--- DATA SUPPLIED ---
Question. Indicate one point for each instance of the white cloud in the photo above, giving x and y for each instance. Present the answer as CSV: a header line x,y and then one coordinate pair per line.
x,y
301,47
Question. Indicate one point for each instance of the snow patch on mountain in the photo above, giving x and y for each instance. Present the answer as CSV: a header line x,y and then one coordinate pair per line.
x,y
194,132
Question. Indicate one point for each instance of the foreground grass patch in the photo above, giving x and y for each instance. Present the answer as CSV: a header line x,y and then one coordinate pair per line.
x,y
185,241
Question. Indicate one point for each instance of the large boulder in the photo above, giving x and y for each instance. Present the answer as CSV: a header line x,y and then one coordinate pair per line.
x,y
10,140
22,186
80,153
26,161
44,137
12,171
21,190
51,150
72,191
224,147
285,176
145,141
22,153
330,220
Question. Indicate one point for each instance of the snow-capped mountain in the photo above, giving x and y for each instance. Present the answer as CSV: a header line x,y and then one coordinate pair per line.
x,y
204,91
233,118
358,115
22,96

--- WHAT YOU NEED TO DO ---
Convert every line of the material above into a Markdown table with two columns, Number and Content, numbering the rows in order and leaving out any blank lines.

--- EXERCISE ANSWER ---
| Number | Content |
|---|---|
| 1 | Question. Indicate one point for each instance of the white cloud in the photo above, giving x and y for each instance. Present the answer as CSV: a header line x,y and then one coordinate pair per line. |
| 2 | x,y |
| 3 | 301,47 |
| 4 | Question. Indicate one point for each instance of the snow patch on mountain in the photo above, giving x and y for each instance. Present the answer as CSV: a header line x,y and then one coordinate pair per line. |
| 5 | x,y |
| 6 | 194,132 |
| 7 | Question. Indicate one point for each instance of the foreground grass patch in the photo above, giving x and y for each instance. Present the answer as CSV: a header line x,y and then one coordinate pair per line. |
| 8 | x,y |
| 9 | 185,241 |
| 10 | Question. Indicate one point for each instance of the large boulder in the photo above, giving x and y for each instance. Present the answer as CSV: a header line x,y and then one coordinate pair per line. |
| 11 | x,y |
| 12 | 10,140 |
| 13 | 22,186 |
| 14 | 80,153 |
| 15 | 26,161 |
| 16 | 44,137 |
| 17 | 12,171 |
| 18 | 21,190 |
| 19 | 51,150 |
| 20 | 72,191 |
| 21 | 224,147 |
| 22 | 285,176 |
| 23 | 145,141 |
| 24 | 22,153 |
| 25 | 330,220 |
| 26 | Question. Indicate one point for each instance of the snow-capped mountain in the photo above, giving x and y for each instance. Present the answer as CSV: a header line x,y and then one coordinate pair per line. |
| 27 | x,y |
| 28 | 204,91 |
| 29 | 233,118 |
| 30 | 358,115 |
| 31 | 22,96 |